SENZA TITOLO."DEL FREGARSENE DI TUTTO E DEL NON FREGARSENE DI NIENTE"
Fratelli Calafuria
- Massivearts - 2008

Ci vuole stile per andare in manicomio, yeah! Non c'è dubbio: se il buongiorno si vede dal mattino nell'inno all'ozio de La Nobile Arte Andrea Volonté, Paco Vercelloni e Tato Vastola ci danno un primo assaggio gustoso di ciò che saranno i sapori del loro esordio discografico dopo l'autoproduzione VIOLENT PEOPLE e il mini LE CICATRICI. La schizofrenia degli stacchi allucinati e allucinanti dell'impetuosa e dirompente Amico Di Plastica fa il paio con il falsetto della conosciutissima Non So Perché che, tra rimandi al Prince più ispirato e funkettone e chitarroni violenti dal riff killer, è riuscita nell'impresa di fare breccia pure nel programma di Fiorello e Marco Baldini su Radio2; il divertente video registrato negli studi di Festa In Piazza in compagnia di Eugenio Ban e il resto del cast ha contribuito a rendere poi il primo singolo dell'album un autentico caso nazionalpopolare, almeno nel Nord Italia. O quasi. Di certo i concerti non sono mancati: in queste occasioni, in un attimo, si corre il pericolo di diventare Cresico Meme, campionario di rock duro a metà strada tra la balera e il sound of white noise, oppure, al contrario di avere un inaspettato ed esistenzialistico Calodis E Rotonina, così, Di Getto. Meno male che c'è il super energetico (Uachi) La Merendina, autentico tonico spesso e volentieri lanciato sul palco ai loro tre eroi dagli aficionados dopo esserselo amorevolmente portato da casa. Per favore, però, Signora Non Insista: potrebbe essere pericoloso assumerlo in dosi massicce, del resto Riccardo, la sua paura, i suoi sbalzi d'umore sono lì a testimoniarlo. I disturbi compulsivi de L'Inesatto Perché provocano confusione e smarrimento nell'ascoltatore, disorientato da quadri sintomatici e deliri il cui unico risultato è solo Tiepido. Come? Non si capisce più nulla? Come dice? Chi? Cosa? Era stata avvertita! Davvero! Non insista! Sì, ma adesso che il cd è finito? E che sono da solo? Se mi viene un attacco di panico, che faccio??? Beh, innanzitutto me ne frego... Poi ondeggio ripetutamente e faccio E-ò!! E-ò!! ...E-ò!! E-ò! Uuu-ò!! Alla fine ne resterà uno solo anche perché, signora mia, il coraggio si misura in pollici e il vero coraggioso si mette i pollici in culo.

§ Dati registrati
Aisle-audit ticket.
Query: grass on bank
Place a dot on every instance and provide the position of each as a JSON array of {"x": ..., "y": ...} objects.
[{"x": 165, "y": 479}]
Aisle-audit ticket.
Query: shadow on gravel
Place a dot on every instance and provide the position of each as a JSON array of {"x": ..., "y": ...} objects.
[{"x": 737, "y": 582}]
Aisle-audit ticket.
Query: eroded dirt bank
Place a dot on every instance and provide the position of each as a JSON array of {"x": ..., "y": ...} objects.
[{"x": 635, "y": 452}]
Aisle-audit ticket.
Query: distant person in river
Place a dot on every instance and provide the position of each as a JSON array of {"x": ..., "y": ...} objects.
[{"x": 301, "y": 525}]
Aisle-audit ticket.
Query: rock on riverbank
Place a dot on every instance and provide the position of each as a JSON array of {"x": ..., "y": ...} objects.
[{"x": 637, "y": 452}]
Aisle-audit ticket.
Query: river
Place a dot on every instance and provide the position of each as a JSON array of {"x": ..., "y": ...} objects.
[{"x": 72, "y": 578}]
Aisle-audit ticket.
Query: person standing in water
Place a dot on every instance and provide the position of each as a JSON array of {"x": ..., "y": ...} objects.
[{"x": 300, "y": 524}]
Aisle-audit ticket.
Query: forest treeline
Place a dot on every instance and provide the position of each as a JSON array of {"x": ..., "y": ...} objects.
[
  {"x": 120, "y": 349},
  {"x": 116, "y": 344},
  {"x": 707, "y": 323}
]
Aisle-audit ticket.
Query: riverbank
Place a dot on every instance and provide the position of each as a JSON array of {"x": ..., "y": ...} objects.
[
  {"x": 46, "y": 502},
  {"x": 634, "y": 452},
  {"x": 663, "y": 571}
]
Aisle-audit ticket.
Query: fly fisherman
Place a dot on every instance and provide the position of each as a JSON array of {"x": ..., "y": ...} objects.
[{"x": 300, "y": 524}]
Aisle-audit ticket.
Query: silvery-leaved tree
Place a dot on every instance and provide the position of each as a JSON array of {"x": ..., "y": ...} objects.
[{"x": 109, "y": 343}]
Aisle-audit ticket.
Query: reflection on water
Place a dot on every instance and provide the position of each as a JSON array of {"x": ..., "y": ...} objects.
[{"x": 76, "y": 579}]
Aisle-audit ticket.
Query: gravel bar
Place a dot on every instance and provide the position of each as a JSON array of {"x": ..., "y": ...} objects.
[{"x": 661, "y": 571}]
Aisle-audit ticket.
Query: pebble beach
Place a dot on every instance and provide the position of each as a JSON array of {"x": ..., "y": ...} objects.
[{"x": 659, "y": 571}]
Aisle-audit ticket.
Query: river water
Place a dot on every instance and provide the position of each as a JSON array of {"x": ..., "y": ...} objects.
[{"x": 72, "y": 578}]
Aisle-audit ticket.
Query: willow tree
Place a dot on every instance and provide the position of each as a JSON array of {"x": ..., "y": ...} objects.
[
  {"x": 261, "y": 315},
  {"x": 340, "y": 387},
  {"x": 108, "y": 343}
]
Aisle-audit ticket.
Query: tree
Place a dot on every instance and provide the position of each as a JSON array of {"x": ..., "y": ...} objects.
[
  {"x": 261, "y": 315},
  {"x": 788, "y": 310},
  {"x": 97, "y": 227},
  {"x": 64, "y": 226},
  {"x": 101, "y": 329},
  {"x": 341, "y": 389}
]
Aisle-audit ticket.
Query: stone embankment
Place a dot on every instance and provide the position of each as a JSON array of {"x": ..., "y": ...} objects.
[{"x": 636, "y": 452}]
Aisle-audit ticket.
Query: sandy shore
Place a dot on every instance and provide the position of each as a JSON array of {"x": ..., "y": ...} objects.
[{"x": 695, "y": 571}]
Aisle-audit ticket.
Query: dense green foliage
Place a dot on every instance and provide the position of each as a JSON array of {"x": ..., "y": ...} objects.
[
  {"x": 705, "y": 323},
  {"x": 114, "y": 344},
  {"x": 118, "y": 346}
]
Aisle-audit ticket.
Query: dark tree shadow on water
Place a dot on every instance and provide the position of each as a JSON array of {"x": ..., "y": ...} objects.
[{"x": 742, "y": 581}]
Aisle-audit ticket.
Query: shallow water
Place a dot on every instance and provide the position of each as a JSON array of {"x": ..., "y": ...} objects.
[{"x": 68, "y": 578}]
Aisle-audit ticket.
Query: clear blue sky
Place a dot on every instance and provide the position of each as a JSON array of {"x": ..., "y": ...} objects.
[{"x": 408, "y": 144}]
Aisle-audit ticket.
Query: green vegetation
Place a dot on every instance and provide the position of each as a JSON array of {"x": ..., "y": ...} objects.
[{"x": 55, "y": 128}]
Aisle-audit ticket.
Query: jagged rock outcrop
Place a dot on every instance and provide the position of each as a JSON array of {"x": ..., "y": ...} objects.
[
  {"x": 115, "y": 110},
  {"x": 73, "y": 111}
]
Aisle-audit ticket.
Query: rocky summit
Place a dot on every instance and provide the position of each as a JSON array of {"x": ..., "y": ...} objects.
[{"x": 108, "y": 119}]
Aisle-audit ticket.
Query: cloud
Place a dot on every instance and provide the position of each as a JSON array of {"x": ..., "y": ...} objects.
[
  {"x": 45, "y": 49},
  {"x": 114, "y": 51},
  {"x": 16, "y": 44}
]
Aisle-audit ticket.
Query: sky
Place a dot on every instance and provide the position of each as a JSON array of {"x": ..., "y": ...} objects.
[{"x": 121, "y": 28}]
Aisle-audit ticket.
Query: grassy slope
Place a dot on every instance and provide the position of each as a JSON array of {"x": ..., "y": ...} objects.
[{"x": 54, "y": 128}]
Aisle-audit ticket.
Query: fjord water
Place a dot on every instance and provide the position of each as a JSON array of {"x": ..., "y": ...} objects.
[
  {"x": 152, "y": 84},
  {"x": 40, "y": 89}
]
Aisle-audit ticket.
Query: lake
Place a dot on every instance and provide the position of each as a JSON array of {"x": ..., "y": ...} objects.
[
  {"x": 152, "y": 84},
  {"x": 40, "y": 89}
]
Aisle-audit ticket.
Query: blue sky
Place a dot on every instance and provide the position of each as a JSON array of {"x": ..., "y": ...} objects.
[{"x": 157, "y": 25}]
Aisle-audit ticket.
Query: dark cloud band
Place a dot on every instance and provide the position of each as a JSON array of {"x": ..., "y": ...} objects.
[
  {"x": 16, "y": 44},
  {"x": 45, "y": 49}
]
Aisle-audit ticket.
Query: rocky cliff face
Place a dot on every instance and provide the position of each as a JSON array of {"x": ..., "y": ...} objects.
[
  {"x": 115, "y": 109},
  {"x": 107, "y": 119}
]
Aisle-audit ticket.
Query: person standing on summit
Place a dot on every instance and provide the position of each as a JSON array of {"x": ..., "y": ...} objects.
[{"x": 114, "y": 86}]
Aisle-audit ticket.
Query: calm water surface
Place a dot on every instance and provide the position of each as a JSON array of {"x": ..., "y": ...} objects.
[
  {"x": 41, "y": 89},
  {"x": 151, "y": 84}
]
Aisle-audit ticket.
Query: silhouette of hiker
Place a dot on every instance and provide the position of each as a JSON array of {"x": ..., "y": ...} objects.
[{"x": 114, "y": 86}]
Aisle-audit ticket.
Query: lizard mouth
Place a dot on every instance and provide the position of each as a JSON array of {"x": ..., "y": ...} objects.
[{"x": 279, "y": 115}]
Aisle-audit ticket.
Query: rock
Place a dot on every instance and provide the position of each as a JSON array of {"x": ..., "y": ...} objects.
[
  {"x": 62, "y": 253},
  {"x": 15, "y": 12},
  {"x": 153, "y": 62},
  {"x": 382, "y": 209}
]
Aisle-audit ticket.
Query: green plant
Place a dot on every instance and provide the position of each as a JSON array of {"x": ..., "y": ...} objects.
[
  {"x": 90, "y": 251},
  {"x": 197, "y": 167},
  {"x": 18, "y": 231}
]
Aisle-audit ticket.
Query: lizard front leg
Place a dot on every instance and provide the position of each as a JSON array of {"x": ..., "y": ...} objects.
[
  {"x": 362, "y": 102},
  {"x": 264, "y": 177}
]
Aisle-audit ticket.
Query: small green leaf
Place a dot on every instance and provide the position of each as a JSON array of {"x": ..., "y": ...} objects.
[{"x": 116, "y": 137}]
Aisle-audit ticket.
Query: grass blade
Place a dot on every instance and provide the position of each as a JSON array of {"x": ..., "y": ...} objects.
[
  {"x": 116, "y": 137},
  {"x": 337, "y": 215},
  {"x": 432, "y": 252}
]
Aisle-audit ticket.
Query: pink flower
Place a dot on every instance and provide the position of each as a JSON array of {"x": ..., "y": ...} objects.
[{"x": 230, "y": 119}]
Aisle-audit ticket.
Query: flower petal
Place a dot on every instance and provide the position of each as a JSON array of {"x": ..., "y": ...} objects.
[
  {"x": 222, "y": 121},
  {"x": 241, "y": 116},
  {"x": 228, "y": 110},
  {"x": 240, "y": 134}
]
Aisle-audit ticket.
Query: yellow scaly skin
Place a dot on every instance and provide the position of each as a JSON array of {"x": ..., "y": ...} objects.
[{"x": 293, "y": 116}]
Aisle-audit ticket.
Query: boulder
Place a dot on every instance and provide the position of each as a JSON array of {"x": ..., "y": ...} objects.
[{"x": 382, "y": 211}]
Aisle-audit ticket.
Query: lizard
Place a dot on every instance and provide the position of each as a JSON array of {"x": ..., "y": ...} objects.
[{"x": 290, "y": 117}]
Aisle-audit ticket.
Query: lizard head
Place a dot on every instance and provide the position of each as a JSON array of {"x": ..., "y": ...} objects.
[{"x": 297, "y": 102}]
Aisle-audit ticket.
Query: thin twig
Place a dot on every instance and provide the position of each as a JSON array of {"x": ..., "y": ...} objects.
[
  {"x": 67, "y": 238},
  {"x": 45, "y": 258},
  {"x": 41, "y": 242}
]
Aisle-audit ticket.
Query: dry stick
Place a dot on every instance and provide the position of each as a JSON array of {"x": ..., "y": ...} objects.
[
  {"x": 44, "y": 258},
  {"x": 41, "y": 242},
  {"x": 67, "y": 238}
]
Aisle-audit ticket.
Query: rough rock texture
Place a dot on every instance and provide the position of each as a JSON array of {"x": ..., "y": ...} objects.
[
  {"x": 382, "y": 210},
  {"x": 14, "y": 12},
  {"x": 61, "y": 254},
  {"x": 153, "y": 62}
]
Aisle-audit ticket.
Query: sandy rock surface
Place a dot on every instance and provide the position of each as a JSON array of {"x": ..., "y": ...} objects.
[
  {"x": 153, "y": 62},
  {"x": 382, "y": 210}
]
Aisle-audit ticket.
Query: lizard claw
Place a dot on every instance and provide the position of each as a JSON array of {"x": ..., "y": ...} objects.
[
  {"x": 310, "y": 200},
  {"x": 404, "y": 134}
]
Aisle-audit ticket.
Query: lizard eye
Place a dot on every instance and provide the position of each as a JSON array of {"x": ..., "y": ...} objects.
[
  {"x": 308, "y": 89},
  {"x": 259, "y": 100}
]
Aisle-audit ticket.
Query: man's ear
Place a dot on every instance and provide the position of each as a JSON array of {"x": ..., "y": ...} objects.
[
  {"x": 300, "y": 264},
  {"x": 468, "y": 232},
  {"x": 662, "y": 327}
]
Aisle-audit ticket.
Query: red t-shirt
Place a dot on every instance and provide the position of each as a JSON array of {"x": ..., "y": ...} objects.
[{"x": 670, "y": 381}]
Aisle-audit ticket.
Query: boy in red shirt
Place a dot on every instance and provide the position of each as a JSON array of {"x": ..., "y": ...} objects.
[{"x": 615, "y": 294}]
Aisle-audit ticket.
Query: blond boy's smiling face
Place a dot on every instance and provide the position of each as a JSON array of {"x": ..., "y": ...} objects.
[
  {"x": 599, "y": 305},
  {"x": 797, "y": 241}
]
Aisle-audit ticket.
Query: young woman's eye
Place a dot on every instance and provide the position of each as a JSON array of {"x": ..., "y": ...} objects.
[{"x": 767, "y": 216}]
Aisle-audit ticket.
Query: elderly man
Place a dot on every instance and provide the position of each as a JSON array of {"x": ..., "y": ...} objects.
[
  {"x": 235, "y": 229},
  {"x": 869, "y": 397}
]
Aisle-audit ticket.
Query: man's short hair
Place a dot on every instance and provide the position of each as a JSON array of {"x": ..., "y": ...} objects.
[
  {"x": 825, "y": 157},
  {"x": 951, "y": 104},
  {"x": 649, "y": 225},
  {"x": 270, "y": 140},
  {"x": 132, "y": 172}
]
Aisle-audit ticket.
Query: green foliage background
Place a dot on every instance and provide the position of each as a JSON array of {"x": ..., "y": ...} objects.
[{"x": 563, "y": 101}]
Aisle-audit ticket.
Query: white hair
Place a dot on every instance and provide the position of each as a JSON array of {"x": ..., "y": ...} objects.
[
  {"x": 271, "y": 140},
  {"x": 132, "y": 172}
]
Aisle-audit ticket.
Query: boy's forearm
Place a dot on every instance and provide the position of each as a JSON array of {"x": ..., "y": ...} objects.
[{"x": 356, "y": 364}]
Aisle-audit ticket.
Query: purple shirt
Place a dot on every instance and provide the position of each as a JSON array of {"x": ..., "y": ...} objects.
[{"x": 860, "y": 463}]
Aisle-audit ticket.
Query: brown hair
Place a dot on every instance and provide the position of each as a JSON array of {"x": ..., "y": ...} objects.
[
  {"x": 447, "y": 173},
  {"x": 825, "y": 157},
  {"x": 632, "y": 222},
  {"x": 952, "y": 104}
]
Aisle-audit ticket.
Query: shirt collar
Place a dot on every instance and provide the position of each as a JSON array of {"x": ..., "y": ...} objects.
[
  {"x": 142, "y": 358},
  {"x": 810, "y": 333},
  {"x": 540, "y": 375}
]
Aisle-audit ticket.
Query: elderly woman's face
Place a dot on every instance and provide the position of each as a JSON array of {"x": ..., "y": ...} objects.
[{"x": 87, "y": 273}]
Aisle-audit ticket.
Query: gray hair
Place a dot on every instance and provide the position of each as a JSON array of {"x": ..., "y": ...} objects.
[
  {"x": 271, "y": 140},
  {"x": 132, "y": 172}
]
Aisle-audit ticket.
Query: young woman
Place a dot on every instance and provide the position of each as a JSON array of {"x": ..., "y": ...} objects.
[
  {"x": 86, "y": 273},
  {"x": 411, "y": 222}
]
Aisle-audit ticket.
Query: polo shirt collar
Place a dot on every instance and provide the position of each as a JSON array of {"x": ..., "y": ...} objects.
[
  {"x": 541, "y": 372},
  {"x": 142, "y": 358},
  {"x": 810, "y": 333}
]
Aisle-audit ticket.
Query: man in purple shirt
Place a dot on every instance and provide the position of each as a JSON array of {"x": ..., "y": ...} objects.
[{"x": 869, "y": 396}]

§ AZIONE RICHIESTA 1
Elenca i tre componenti della band nominati nella recensione.
§ AZIONE RICHIESTA 2
Rispondi a queste domande sulla recensione:
(a) Su quale radio va in onda il programma di Fiorello e Marco Baldini?
(b) Dove è stato registrato il video di Non So Perché?
(c) Con quale etichetta e in che anno è uscito il disco?

§ LA TUA SOLUZIONE 1
Andrea Volonté
Paco Vercelloni
Tato Vastola

§ LA TUA SOLUZIONE 2
(a) Su Radio2.
(b) Negli studi di Festa In Piazza.
(c) Con Massivearts, nel 2008.